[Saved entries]
- - - - - - -

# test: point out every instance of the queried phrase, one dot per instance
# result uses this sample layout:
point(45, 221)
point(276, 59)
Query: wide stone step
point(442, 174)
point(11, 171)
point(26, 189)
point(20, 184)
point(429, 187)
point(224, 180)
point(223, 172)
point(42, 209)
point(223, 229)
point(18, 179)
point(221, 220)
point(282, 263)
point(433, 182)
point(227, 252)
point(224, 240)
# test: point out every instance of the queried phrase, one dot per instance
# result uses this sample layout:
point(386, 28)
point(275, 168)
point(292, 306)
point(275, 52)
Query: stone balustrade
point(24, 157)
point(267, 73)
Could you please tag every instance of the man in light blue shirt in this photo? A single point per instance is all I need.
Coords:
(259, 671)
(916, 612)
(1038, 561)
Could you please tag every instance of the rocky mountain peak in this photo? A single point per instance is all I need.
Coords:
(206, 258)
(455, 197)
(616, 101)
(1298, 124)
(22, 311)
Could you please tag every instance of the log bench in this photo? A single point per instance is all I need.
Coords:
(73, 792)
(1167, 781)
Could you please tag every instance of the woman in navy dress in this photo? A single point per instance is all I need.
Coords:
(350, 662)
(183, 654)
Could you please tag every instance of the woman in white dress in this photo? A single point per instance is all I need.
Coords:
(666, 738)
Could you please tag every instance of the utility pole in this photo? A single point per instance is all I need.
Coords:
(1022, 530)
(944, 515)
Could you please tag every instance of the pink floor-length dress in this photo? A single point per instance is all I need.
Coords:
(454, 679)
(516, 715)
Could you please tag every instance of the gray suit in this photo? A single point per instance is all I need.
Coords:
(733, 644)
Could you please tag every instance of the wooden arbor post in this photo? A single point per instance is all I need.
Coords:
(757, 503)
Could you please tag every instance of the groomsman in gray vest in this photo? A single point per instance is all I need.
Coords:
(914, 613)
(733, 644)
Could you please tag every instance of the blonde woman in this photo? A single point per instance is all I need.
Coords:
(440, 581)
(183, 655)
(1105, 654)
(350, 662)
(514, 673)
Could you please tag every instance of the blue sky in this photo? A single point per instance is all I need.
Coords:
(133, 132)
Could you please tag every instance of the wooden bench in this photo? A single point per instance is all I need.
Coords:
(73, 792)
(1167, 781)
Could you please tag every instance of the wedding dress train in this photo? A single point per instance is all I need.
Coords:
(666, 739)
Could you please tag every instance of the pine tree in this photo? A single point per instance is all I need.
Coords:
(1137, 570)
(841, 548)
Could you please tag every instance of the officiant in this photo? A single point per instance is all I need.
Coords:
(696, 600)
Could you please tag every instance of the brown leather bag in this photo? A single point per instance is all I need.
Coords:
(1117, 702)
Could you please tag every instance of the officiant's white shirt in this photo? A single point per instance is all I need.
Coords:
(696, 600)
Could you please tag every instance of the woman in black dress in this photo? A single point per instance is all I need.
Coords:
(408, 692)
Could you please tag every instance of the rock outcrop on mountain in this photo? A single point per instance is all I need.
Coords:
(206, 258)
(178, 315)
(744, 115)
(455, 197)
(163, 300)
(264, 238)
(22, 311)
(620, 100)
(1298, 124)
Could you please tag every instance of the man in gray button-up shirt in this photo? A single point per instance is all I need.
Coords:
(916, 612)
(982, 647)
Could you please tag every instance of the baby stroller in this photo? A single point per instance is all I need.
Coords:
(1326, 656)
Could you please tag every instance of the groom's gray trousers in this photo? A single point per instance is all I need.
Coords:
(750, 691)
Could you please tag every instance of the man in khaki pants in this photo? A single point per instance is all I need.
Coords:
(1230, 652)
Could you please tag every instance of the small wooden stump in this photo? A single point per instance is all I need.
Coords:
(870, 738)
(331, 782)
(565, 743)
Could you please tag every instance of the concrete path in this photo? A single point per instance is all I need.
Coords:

- - - - - - -

## Problem requirements
Once you find the line containing "Could you please tag every instance of the small", copy it and every line after it through the end of the records, exactly and nothing else.

## Exercise solution
Could you please tag every instance of the small wooden stump in this photo? A single point per instance is all I need.
Coords:
(870, 738)
(331, 782)
(565, 743)
Could you please tag every instance of the concrete path in this photo? A single point per instance is all I need.
Coords:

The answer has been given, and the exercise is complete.